▶ **Dataset entries**

—————

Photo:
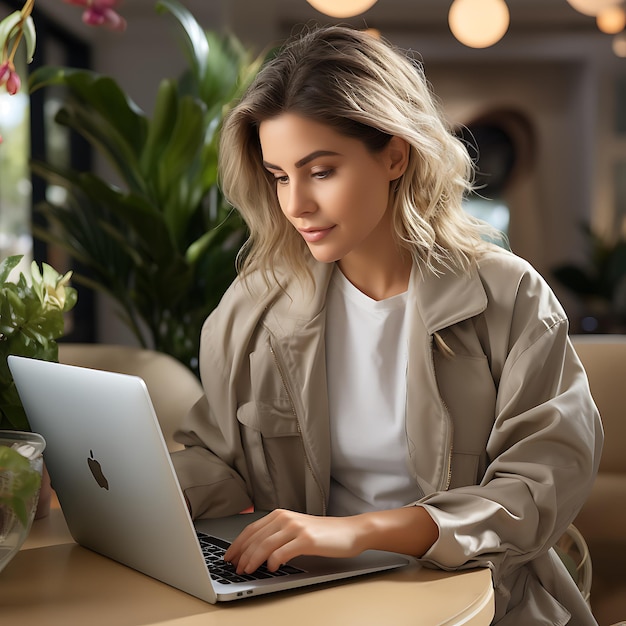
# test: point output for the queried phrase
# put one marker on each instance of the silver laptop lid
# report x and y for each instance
(100, 427)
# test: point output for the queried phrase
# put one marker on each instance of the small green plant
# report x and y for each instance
(31, 320)
(19, 483)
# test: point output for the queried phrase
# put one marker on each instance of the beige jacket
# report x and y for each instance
(504, 438)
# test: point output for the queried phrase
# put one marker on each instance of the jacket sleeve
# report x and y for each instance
(543, 450)
(212, 469)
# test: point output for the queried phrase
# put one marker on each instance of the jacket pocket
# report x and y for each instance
(274, 454)
(536, 607)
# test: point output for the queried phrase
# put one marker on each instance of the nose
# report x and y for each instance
(296, 201)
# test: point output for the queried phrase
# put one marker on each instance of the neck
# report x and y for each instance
(380, 278)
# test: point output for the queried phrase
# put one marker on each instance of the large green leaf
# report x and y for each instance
(162, 240)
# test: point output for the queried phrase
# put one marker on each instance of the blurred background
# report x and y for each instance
(544, 105)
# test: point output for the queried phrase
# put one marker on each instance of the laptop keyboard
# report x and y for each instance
(214, 549)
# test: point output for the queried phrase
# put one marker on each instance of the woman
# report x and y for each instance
(379, 376)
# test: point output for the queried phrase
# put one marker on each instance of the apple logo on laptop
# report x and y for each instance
(96, 470)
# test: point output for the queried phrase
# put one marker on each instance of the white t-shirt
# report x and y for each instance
(366, 361)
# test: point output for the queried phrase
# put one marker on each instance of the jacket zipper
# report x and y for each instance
(448, 479)
(295, 414)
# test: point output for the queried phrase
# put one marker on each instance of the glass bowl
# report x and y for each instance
(21, 464)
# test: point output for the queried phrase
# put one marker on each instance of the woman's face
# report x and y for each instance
(332, 189)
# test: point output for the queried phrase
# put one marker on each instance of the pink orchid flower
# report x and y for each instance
(101, 13)
(10, 78)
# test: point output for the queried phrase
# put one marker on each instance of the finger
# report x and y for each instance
(253, 533)
(259, 552)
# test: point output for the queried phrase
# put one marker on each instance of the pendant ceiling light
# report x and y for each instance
(619, 45)
(479, 23)
(592, 7)
(342, 8)
(611, 20)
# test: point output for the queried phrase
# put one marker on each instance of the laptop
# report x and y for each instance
(118, 490)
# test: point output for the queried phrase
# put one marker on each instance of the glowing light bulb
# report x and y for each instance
(611, 20)
(479, 23)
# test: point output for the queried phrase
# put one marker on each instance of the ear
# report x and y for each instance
(398, 157)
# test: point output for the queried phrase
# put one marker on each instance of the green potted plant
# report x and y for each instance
(31, 320)
(160, 240)
(600, 283)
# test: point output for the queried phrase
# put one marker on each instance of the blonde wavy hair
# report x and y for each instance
(364, 88)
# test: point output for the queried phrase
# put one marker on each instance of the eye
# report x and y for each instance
(321, 175)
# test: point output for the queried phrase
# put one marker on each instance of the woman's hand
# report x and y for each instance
(283, 535)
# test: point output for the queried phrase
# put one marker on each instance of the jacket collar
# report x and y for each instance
(443, 299)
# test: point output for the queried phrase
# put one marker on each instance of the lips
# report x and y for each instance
(313, 235)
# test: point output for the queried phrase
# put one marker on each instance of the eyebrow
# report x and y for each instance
(302, 162)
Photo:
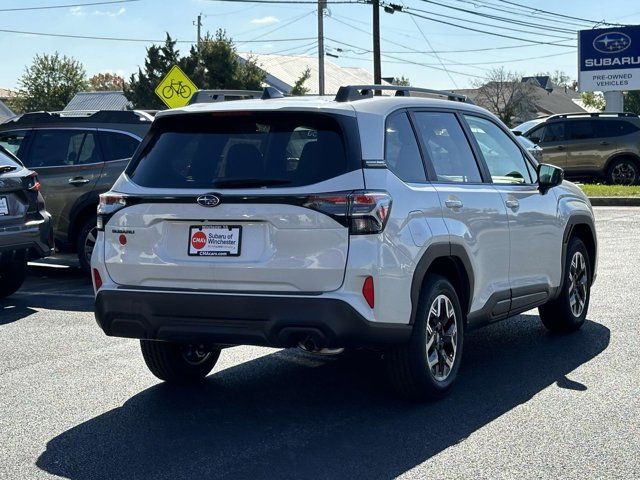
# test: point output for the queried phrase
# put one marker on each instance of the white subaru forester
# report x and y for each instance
(387, 222)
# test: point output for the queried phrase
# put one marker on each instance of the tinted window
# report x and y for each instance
(554, 132)
(503, 157)
(446, 147)
(14, 142)
(582, 130)
(244, 150)
(401, 151)
(117, 146)
(617, 128)
(6, 159)
(62, 148)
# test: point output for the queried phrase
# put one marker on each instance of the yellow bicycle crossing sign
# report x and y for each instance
(175, 89)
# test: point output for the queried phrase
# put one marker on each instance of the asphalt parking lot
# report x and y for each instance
(77, 404)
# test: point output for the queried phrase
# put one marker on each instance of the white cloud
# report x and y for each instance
(265, 20)
(110, 14)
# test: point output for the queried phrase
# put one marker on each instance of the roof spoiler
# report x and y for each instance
(350, 93)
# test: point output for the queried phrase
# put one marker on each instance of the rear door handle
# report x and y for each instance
(512, 204)
(78, 181)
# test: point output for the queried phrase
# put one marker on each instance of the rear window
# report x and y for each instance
(244, 150)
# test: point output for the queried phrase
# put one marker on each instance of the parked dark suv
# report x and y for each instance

—————

▶ **Exercise aim**
How many lines in the rows above contain the word "light"? Reply with the number alone.

▶ **Solution to this problem**
2